Task prompt: Extract every line of the material below and reproduce it faithfully.

※ ※ ※

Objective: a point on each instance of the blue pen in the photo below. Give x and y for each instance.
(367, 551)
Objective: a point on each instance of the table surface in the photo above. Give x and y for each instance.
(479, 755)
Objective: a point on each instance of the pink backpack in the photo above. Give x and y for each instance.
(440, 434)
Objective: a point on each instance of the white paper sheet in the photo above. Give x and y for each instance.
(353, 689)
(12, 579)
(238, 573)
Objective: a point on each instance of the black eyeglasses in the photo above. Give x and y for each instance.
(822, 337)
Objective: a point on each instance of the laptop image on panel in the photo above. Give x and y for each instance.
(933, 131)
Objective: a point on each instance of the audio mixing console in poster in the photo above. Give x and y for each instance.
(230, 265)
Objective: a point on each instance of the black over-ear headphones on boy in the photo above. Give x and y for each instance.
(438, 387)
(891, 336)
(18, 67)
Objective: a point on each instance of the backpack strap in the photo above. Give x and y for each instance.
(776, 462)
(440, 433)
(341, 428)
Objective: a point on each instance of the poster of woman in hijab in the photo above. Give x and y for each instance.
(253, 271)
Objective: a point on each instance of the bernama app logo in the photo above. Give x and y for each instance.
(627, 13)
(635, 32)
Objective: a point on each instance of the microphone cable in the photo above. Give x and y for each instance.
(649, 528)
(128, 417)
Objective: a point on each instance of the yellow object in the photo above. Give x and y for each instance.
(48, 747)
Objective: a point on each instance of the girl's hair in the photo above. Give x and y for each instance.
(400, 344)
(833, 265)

※ ※ ※

Finished answer:
Objective: a point on each instance of the blue pen in the photo below. Give x and y for each instance.
(367, 551)
Objective: a point on each instance of the table surface in the photo above. Give x and y for each instance.
(479, 755)
Objective: a point on each instance of the pink backpack in the photo above. Give x and y for each instance.
(440, 434)
Objective: a point on each instance of the white paper sheet in the photo above. Give x and y for each instance.
(353, 689)
(12, 579)
(238, 573)
Objective: a point on each instance of the black eyeglasses in the photo above. Give x and y for each instance.
(822, 337)
Objective: a point on each instance of the laptop image on panel in the photo above. Give x and y for each instance.
(933, 131)
Objective: a point on each instance of the audio mixing console in poster in the photo above. Give x and y for each instance.
(230, 265)
Objective: a point on each instance of the black over-ear headphones on boy in the photo above. Give x and y for each instance.
(438, 387)
(891, 336)
(18, 67)
Objective: a point on each instance of the backpack strap in the photo above. Give x and y for each instance.
(776, 462)
(440, 433)
(341, 428)
Objective: a point on each instance of the poster of woman in hijab in the photo above. Give x and y for each instance.
(253, 271)
Objective: a point on each instance of the bernama app logo in the photo above. Give x and y for each instance.
(627, 13)
(635, 32)
Objective: a point on each instance of the microphone cable in the photo above. Give x and y for each instance.
(649, 528)
(128, 417)
Objective: a point on each instance of the yellow object in the photo above. Give x and y for each instance.
(48, 747)
Objective: a point on each instance of the girl's hair in the photo above. Give x and y for each instance.
(400, 344)
(833, 265)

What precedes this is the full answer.